◆ **TASK**
In the data that follows, find each line containing "mixed" and copy it.

◆ **DATASET EXTRACT**
- Opening Delimiter -
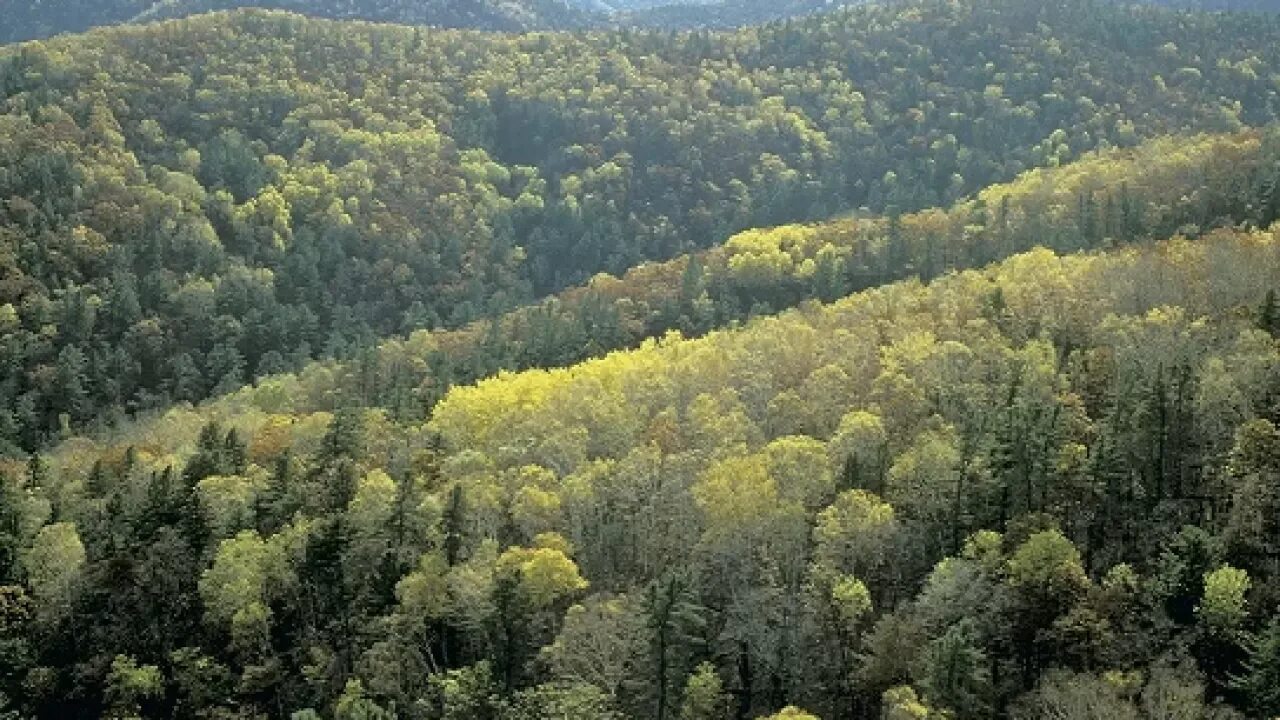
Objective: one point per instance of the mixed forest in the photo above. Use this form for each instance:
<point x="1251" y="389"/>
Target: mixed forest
- Closing Delimiter -
- Opening Delimiter -
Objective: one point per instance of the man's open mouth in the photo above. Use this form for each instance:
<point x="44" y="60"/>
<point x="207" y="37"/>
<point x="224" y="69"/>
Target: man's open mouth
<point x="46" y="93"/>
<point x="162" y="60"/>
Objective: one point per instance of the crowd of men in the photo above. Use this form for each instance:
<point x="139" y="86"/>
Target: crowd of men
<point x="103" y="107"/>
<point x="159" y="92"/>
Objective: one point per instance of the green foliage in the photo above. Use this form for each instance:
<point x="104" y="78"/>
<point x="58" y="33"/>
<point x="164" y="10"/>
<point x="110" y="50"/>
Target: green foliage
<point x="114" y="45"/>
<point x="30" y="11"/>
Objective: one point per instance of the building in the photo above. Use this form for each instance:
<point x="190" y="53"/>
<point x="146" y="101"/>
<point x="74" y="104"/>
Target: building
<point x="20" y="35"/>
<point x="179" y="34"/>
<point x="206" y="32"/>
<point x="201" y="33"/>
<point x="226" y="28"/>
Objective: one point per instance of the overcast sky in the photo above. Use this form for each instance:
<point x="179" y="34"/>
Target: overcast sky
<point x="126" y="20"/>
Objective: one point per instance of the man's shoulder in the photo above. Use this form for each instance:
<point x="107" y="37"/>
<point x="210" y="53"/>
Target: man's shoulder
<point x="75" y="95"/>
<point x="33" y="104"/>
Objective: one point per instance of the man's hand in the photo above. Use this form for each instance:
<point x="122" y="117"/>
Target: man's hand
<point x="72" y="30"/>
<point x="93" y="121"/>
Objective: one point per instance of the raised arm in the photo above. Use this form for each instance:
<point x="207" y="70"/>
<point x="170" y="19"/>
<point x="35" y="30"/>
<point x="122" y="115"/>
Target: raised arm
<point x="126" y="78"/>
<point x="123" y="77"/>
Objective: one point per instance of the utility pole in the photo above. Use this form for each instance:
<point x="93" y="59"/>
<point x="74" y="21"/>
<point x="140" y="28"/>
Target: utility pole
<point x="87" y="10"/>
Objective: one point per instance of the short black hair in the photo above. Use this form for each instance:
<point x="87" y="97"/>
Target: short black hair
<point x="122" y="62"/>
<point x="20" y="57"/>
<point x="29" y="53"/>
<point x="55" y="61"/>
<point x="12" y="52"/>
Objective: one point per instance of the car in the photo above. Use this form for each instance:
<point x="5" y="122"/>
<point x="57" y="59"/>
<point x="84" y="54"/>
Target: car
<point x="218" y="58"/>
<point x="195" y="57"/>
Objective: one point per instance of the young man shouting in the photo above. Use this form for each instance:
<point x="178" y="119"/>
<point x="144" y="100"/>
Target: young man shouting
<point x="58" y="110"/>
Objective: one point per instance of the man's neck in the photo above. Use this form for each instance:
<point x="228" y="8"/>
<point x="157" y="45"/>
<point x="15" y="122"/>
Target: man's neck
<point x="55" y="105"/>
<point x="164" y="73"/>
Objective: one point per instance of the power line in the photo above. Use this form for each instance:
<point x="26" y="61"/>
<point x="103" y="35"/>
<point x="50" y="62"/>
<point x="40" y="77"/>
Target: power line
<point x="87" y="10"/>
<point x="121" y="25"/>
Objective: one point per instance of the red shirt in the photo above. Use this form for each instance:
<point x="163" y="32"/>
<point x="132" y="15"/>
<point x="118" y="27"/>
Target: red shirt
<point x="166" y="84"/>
- Closing Delimiter -
- Opening Delimiter -
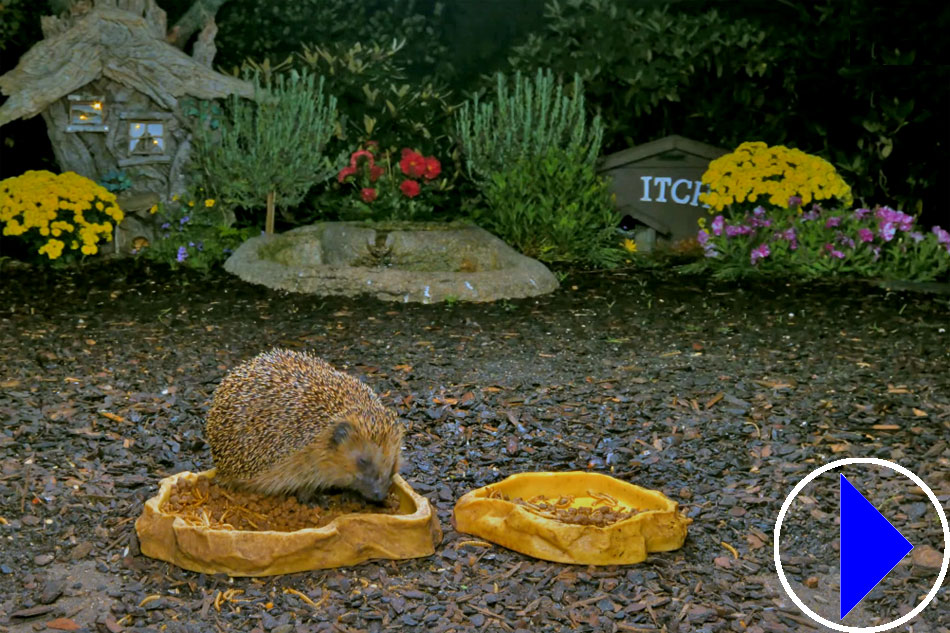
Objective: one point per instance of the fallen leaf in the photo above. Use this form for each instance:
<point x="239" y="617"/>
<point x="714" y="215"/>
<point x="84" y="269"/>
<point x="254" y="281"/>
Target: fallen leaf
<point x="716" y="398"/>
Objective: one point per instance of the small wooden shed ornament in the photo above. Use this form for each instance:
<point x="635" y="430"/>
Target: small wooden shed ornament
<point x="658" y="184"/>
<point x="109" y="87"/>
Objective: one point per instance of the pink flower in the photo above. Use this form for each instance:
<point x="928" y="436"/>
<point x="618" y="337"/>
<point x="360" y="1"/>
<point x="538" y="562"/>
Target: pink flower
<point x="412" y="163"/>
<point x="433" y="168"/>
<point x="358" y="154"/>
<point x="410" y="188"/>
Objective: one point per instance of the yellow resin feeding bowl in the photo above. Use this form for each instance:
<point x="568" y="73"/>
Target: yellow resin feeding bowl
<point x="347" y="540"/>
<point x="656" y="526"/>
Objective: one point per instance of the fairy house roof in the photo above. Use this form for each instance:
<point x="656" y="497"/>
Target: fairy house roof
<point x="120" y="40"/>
- Closing Delimiter -
◆ **ANSWER BELOW**
Objective: one point per instance of the mixed forest in the photo above. Use this form for each instance:
Target: mixed forest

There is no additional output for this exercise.